- [Selected text]:
========================================

Re: [PATCH 07/14] scsi_transport_srp: Add transport layer error handling

Bart Van Assche <bvanassche@xxxxxxx> · Wed, 19 Jun 2013 17:27:04 +0200

On 06/19/13 15:44, Jack Wang wrote:
+		/*
+		 * It can occur that after fast_io_fail_tmo expired and before
+		 * dev_loss_tmo expired that the SCSI error handler has
+		 * offlined one or more devices. scsi_target_unblock() doesn't
+		 * change the state of these devices into running, so do that
+		 * explicitly.
+		 */
+		spin_lock_irq(shost->host_lock);
+		__shost_for_each_device(sdev, shost)
+			if (sdev->sdev_state == SDEV_OFFLINE)
+				sdev->sdev_state = SDEV_RUNNING;
+		spin_unlock_irq(shost->host_lock);

Do you have test case to verify this behaviour?

========================================

- [Object location annotation data]:
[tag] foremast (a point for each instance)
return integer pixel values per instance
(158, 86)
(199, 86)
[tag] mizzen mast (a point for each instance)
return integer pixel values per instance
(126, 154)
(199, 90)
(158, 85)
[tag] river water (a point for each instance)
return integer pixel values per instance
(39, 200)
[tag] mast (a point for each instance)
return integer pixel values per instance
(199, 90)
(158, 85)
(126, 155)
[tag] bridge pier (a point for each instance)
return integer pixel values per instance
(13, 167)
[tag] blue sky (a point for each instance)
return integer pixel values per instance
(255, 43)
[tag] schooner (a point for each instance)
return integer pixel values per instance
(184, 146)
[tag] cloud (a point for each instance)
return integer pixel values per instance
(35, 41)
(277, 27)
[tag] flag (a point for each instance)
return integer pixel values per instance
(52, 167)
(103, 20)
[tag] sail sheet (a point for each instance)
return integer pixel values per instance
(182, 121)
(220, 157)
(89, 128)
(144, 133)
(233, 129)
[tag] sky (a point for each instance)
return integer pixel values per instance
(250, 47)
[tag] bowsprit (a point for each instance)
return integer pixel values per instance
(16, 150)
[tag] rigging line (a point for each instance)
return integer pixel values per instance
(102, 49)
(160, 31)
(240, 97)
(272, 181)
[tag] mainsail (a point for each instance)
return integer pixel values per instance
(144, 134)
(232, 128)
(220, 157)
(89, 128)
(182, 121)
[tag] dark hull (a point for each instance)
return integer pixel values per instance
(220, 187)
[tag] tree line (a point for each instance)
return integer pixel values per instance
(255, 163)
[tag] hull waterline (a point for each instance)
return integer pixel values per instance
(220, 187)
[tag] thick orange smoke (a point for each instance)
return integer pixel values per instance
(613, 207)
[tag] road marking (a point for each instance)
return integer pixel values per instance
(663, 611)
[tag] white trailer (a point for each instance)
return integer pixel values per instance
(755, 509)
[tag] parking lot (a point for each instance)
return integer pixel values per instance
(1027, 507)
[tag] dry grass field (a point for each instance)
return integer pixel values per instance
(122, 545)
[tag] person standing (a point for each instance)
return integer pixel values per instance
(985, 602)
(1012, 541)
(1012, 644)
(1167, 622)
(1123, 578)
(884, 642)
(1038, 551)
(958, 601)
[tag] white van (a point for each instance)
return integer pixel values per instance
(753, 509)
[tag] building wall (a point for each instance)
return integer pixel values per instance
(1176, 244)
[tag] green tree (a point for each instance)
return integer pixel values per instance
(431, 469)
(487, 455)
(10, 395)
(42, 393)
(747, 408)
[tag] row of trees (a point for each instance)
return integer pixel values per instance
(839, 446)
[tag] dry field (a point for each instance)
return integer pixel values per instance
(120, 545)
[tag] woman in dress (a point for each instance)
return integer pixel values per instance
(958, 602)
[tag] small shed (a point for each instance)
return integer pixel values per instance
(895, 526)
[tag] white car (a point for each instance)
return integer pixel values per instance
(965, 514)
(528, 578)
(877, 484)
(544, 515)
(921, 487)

========================================

- [Problems to work on]:
1. Please multiply every coordinate in the answers by 0.85 and round to whole numbers, with halves rounding up. Rewrite the records from the line holding "[tag] parking lot (a point for each instance)" through the end of the records, inclusive, and keep the requests unchanged.
2. Carry on the patch review on the SCSI SRP transport error handling, starting after its last sentence.
These records have no connection to the patch review.

- [Answers to the exercise]:
1.
[tag] parking lot (a point for each instance)
return integer pixel values per instance
(873, 431)
[tag] dry grass field (a point for each instance)
return integer pixel values per instance
(104, 463)
[tag] person standing (a point for each instance)
return integer pixel values per instance
(837, 512)
(860, 460)
(860, 547)
(992, 529)
(955, 491)
(751, 546)
(882, 468)
(814, 511)
[tag] white van (a point for each instance)
return integer pixel values per instance
(640, 433)
[tag] building wall (a point for each instance)
return integer pixel values per instance
(1000, 207)
[tag] green tree (a point for each instance)
return integer pixel values per instance
(366, 399)
(414, 387)
(9, 336)
(36, 334)
(635, 347)
[tag] row of trees (a point for each instance)
return integer pixel values per instance
(713, 379)
[tag] dry field (a point for each instance)
return integer pixel values per instance
(102, 463)
[tag] woman in dress (a point for each instance)
return integer pixel values per instance
(814, 512)
[tag] small shed (a point for each instance)
return integer pixel values per instance
(761, 447)
[tag] white car (a point for each instance)
return integer pixel values per instance
(820, 437)
(449, 491)
(745, 411)
(462, 438)
(783, 414)

2.
Hello Jack,

This is what I came up with after analyzing why a so-called "port 
flapping" test failed. The concept of that test is simple: use 
ibportstate to disable and reenable the proper IB port on the switch 
with random intervals and check whether I/O starts running again if the 
path remains operational long enough. When running such a test for a few 
days with random intervals between a few seconds and a few minutes 
sooner or later it will occur that scsi_try_host_reset() succeeds and 
that scsi_eh_test_devices() fails. That will cause the SCSI error 
handler to offline devices. Hence the above code to change the offline 
state into running after a reconnect succeeds. I'm not proud of that 
code but I couldn't find a better solution. Maybe the above code won't 
be necessary anymore once we switch to Hannes' new SCSI error handler.

Bart.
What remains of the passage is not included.